§ Page excerpt:
******

Journal of Translational Medicine 2026
Xueer Zhang, Xueer Zhang, Pai Zheng, Mingzhu Yang, Yin Huang, E. Liu, E. Liu, Aonan Liu, Hui Zhang, Hui Zhang, Jing Guo, Jing Guo

Summary

This review explores how microplastics may cause skin damage through the gut-skin axis, a system connecting intestinal and skin health through immunological and neuroendocrine pathways. The study suggests that microplastics can disrupt gut microbial balance and intestinal barrier integrity, allowing harmful bacteria and metabolites to enter the bloodstream and contribute to skin inflammation, metabolic imbalance, and oxidative stress.

Microplastics (MPs), ubiquitous environmental pollutants, can enter the human body through ingestion, inhalation, and dermal contact, accumulate in various organs, and exert harmful effects. Emerging evidence suggests that both the skin and the gut serve as key immunological and neuroendocrine organs, sharing structural and neuroanatomical similarities. The interaction between these two systems is referred to as the "gut-skin axis." Numerous studies have demonstrated that MPs not only induce gut microbiota dysbiosis and compromise intestinal barrier integrity but also impair skin barrier function. Thus, the gut-skin axis offers a novel perspective for understanding MP-induced toxicity. Although interactions between MPs and the gut-skin axis have garnered increasing scientific interest, the mechanistic understanding of how MPs may mediate crosstalk between the gut and skin remains limited, and the impact of MPs on skin damage is not yet fully elucidated. MPs can directly disrupt gut microbial homeostasis and epithelial barrier function, allowing harmful bacteria and microbial metabolites to translocate into the bloodstream and exert systemic effects, ultimately contributing to cutaneous inflammation, metabolic imbalance, and oxidative stress. This review summarizes the mechanisms by which MPs exposure induces gut microbiota dysbiosis and skin damage from an integrated gut-skin axis perspective, highlighting their interplay's relevance. Understanding changes in gut microbiota and its metabolites may represent a promising approach to mitigate MP-induced skin diseases via modulation of the gut-skin axis.

******

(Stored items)
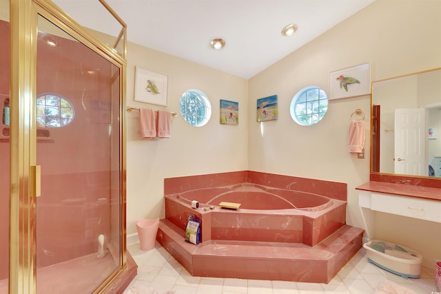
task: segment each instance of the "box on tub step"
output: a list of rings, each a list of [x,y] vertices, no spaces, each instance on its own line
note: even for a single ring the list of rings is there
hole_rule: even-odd
[[[422,256],[415,250],[380,240],[365,243],[363,247],[369,262],[404,279],[420,277]]]

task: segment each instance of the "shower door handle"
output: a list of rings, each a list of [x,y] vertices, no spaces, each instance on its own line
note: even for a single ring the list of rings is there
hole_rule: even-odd
[[[41,166],[32,165],[30,176],[31,196],[40,197],[41,196]]]

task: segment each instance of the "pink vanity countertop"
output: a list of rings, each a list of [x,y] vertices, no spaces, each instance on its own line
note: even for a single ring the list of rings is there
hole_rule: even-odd
[[[441,201],[441,189],[413,185],[371,181],[356,187],[356,189]]]

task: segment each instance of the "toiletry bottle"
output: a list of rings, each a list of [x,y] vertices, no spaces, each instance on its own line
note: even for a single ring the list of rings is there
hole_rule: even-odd
[[[3,124],[5,125],[9,125],[10,123],[9,116],[9,103],[5,104],[3,108]]]

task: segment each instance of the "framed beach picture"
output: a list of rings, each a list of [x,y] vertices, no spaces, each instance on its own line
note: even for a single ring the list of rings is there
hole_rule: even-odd
[[[135,101],[167,106],[167,76],[136,67]]]
[[[278,118],[277,95],[257,99],[257,121],[274,120]]]
[[[369,63],[329,74],[329,100],[367,95],[370,93],[371,65]]]
[[[239,103],[220,99],[220,124],[239,124]]]
[[[429,127],[427,131],[427,136],[429,140],[436,139],[436,127]]]

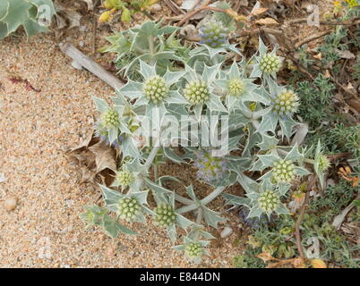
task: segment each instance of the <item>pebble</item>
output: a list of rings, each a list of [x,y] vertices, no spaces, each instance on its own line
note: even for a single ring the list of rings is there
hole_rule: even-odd
[[[11,212],[16,207],[17,200],[16,200],[16,198],[8,198],[5,200],[4,205],[5,205],[5,209],[8,212]]]

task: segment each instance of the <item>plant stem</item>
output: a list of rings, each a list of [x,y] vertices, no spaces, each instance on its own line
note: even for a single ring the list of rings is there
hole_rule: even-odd
[[[146,159],[145,167],[146,167],[147,170],[150,169],[150,165],[152,164],[152,161],[154,161],[154,159],[155,159],[159,148],[160,148],[159,146],[155,146],[152,148],[150,154],[149,155],[148,158]]]
[[[210,202],[211,202],[212,200],[214,200],[217,197],[219,197],[222,191],[224,190],[224,187],[219,187],[217,189],[215,189],[214,191],[212,191],[212,193],[210,193],[208,197],[202,198],[199,205],[195,205],[195,204],[192,204],[186,206],[183,206],[181,208],[179,208],[176,212],[178,214],[184,214],[184,213],[187,213],[187,212],[191,212],[193,211],[197,208],[201,208],[201,206],[206,206],[208,205]],[[176,199],[177,200],[177,199]]]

******

§ Work task: Please print the part of the review on microplastics and the gut-skin axis starting at "Journal of Translational" and ending at "skin inflammation, metabolic imbalance, and oxidative stress.".

§ Task response:
Journal of Translational Medicine 2026
Xueer Zhang, Xueer Zhang, Pai Zheng, Mingzhu Yang, Yin Huang, E. Liu, E. Liu, Aonan Liu, Hui Zhang, Hui Zhang, Jing Guo, Jing Guo

Summary

This review explores how microplastics may cause skin damage through the gut-skin axis, a system connecting intestinal and skin health through immunological and neuroendocrine pathways. The study suggests that microplastics can disrupt gut microbial balance and intestinal barrier integrity, allowing harmful bacteria and metabolites to enter the bloodstream and contribute to skin inflammation, metabolic imbalance, and oxidative stress.